═══ Data supplied
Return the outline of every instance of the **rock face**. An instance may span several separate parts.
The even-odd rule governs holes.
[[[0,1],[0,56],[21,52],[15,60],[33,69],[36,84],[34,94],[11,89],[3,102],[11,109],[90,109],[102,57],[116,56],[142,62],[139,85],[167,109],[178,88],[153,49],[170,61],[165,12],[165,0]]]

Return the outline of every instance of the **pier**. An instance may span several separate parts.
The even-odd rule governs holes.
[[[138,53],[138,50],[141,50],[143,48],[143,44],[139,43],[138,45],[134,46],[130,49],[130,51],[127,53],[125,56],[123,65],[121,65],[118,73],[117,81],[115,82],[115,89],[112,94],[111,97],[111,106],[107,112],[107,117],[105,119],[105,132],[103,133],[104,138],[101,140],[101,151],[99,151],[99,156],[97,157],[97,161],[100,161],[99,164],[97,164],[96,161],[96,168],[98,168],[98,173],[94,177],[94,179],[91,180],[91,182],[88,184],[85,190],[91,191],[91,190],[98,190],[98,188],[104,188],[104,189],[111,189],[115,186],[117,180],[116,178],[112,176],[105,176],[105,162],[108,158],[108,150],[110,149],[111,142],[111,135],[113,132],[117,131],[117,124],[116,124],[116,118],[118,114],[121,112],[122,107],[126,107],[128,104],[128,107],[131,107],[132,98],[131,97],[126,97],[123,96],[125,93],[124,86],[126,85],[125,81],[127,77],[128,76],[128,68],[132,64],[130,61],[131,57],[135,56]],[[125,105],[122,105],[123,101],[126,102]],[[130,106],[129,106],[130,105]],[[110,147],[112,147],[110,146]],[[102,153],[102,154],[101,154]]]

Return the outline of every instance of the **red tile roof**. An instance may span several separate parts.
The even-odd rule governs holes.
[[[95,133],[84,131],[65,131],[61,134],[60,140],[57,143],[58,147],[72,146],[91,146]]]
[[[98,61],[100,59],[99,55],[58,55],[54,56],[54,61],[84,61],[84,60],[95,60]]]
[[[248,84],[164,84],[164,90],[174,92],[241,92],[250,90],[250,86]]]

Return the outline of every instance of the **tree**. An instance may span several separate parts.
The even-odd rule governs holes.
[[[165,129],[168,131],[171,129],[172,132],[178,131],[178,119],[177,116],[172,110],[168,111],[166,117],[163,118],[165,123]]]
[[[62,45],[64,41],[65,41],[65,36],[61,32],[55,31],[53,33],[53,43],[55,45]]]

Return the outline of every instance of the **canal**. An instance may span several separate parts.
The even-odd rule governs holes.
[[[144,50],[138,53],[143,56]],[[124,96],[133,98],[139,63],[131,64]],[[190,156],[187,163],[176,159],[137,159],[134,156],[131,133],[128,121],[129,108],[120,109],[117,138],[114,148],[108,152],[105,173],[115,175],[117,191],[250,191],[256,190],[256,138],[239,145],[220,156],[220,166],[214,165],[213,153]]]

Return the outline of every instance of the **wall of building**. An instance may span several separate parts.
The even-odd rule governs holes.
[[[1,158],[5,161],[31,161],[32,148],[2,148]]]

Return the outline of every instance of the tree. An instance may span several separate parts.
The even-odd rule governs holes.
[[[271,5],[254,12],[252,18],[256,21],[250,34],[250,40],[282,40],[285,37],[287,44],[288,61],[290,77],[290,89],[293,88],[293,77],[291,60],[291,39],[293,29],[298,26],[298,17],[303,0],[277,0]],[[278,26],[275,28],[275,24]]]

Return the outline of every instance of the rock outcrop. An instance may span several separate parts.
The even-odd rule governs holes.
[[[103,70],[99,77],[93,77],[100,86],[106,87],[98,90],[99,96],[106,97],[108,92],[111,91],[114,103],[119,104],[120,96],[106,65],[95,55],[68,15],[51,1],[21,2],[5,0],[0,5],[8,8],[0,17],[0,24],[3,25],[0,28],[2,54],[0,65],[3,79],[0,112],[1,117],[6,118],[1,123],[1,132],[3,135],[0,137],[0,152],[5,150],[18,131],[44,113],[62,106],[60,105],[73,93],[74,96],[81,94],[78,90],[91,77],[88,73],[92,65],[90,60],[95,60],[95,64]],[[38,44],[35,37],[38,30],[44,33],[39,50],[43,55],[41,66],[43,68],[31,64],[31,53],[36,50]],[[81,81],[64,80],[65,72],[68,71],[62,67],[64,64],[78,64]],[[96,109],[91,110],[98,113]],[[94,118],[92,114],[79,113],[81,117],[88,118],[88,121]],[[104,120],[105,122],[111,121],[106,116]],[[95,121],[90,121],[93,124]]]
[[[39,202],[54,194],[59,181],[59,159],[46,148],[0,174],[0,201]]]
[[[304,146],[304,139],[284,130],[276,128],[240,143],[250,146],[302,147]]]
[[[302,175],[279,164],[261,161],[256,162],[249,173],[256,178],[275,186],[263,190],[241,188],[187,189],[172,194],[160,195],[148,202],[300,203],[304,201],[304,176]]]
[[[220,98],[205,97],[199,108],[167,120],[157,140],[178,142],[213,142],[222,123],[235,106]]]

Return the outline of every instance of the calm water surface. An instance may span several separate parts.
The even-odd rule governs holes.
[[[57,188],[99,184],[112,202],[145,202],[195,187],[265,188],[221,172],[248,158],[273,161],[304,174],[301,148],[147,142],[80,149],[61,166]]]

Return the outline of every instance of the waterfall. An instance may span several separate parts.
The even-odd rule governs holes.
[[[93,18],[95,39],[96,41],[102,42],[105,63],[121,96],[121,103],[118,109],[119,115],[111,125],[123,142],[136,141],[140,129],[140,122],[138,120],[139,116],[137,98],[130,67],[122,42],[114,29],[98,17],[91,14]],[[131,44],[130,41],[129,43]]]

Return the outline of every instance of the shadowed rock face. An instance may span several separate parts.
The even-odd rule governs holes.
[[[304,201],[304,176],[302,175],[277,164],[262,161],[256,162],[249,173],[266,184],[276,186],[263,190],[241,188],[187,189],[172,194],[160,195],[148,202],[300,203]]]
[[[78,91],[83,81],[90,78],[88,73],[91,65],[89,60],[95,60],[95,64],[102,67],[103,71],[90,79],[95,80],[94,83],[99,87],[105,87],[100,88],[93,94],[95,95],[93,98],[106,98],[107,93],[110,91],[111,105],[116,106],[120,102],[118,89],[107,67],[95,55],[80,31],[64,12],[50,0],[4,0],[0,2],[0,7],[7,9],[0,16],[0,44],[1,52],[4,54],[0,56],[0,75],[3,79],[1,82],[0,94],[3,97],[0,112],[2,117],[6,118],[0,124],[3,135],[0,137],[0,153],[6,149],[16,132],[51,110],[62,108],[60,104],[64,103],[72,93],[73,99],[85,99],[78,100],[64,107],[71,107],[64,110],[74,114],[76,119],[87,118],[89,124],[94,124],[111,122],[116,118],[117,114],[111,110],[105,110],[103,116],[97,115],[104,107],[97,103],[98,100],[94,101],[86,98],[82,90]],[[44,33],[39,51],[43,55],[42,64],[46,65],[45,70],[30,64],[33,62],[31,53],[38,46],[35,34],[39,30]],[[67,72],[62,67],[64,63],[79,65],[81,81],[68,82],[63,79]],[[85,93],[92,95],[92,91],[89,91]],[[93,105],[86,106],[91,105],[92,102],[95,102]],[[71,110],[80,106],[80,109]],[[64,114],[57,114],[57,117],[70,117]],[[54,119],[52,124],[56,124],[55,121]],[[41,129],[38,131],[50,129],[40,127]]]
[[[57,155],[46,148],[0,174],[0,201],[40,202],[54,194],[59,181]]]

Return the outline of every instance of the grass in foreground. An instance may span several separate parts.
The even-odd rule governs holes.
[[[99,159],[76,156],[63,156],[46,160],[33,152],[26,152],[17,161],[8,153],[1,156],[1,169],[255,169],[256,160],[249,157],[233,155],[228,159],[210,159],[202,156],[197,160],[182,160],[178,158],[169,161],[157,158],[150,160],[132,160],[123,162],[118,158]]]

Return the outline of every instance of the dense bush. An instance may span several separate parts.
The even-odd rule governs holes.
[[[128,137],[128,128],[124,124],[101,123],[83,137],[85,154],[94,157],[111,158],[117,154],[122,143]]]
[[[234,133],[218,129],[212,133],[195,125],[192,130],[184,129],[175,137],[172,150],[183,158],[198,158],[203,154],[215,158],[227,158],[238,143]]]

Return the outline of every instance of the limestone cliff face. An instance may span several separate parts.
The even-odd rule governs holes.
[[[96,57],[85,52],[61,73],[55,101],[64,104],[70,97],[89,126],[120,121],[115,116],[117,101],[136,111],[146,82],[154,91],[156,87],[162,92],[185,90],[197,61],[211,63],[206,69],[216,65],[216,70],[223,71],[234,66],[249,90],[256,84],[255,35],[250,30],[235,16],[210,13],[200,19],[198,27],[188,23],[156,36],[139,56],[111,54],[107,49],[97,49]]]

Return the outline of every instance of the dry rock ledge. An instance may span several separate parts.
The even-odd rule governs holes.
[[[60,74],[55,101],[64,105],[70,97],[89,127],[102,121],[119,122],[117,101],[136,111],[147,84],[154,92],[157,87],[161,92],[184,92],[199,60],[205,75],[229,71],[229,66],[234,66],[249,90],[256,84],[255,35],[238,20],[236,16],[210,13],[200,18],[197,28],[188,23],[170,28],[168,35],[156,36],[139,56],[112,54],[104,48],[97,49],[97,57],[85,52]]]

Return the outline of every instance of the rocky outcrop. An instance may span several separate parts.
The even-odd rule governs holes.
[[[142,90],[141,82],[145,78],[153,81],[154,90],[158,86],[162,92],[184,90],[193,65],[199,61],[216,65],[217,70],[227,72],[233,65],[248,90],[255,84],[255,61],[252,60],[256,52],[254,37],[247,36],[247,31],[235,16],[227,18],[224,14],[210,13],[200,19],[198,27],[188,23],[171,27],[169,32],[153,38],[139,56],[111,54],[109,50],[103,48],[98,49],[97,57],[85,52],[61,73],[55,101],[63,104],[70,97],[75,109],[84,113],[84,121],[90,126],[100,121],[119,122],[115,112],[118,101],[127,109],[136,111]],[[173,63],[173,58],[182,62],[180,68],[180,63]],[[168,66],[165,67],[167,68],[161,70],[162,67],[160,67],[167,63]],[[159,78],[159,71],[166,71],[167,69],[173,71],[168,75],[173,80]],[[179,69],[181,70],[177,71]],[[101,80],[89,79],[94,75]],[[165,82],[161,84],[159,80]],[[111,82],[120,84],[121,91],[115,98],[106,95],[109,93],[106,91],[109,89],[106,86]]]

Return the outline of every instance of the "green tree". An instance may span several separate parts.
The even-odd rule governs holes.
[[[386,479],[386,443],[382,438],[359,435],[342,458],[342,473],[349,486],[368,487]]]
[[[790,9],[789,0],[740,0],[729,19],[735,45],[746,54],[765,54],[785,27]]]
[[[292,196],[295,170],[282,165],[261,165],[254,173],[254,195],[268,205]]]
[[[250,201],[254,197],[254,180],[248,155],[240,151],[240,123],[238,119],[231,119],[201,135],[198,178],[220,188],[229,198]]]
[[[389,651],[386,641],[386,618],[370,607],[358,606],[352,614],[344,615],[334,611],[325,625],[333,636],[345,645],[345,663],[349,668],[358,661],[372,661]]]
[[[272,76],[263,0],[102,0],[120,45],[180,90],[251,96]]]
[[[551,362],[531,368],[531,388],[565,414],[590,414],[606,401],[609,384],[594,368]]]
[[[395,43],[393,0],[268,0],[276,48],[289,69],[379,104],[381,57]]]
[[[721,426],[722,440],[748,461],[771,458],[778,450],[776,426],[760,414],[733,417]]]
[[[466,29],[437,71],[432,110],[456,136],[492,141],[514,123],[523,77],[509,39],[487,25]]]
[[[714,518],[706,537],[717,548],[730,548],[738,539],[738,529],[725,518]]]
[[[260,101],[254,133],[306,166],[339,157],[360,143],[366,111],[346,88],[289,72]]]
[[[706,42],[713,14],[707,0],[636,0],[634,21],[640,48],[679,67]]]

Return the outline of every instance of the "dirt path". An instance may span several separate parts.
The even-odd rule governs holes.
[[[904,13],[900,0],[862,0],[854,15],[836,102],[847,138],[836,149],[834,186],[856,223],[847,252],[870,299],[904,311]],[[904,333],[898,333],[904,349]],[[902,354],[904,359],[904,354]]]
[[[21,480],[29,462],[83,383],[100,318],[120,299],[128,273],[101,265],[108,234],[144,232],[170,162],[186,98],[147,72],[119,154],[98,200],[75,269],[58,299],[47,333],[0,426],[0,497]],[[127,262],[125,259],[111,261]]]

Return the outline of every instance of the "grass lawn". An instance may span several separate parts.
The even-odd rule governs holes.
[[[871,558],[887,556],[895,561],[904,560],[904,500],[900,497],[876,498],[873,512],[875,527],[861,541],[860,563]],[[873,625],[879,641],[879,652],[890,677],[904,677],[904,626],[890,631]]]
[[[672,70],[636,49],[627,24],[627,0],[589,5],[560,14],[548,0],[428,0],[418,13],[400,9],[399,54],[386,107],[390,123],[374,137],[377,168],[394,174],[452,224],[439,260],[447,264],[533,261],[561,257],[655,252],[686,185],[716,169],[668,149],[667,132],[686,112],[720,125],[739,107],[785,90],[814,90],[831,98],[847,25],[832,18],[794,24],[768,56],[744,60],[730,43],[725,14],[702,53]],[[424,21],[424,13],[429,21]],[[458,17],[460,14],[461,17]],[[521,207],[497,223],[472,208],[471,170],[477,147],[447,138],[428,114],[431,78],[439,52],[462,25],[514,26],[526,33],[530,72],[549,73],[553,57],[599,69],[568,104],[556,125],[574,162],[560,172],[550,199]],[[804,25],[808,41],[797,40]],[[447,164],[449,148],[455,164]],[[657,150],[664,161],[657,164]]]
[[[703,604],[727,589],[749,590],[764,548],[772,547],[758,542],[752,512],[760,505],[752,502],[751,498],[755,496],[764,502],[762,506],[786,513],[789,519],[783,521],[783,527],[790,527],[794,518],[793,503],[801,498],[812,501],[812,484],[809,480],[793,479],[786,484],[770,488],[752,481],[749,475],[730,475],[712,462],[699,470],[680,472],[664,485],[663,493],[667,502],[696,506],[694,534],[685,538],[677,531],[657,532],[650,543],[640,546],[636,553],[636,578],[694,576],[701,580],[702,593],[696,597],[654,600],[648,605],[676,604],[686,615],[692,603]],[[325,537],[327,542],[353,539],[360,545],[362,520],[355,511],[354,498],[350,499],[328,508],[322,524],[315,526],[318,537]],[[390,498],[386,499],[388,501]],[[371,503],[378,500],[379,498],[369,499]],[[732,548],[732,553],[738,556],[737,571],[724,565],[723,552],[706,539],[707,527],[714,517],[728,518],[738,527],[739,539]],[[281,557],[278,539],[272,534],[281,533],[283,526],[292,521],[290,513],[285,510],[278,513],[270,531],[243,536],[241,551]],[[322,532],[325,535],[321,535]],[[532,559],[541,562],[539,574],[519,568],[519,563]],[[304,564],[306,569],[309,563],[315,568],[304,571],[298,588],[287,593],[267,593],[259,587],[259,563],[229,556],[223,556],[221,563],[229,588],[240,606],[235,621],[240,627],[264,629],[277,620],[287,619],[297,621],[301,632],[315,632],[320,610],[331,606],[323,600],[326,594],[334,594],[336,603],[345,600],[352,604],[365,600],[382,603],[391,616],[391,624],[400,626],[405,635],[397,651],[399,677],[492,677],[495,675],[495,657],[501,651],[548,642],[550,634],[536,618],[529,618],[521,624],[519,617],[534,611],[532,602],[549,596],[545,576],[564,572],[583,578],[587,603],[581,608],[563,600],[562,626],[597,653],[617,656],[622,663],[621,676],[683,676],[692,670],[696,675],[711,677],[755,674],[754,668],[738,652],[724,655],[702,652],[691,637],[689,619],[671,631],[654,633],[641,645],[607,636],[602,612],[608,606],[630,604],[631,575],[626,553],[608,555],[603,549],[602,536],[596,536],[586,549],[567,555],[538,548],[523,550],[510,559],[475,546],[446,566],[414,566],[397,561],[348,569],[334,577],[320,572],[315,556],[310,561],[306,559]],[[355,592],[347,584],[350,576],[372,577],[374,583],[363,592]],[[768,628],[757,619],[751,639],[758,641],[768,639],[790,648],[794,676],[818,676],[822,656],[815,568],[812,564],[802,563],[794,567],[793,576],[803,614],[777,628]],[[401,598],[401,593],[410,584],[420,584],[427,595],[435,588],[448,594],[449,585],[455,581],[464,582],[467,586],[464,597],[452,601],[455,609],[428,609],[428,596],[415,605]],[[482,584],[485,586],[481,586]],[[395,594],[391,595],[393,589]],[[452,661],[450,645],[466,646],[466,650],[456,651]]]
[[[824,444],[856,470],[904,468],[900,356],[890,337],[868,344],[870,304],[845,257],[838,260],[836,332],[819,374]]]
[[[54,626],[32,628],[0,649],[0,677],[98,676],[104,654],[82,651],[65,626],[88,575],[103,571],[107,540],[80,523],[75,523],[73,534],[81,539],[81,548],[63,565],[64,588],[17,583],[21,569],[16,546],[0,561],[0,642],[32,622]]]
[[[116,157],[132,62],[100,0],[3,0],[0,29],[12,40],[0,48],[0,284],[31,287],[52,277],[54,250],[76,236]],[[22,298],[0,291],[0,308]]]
══════
• [What the exercise asks] Find every line in the items above that contains the string "outcrop", and copy each such line. Case counts.

• [Solution to this problem]
Return the outline of every instance of the rock outcrop. An instance may span several separate parts.
Return the outline of every instance of the rocky outcrop. An instance may span several separate parts.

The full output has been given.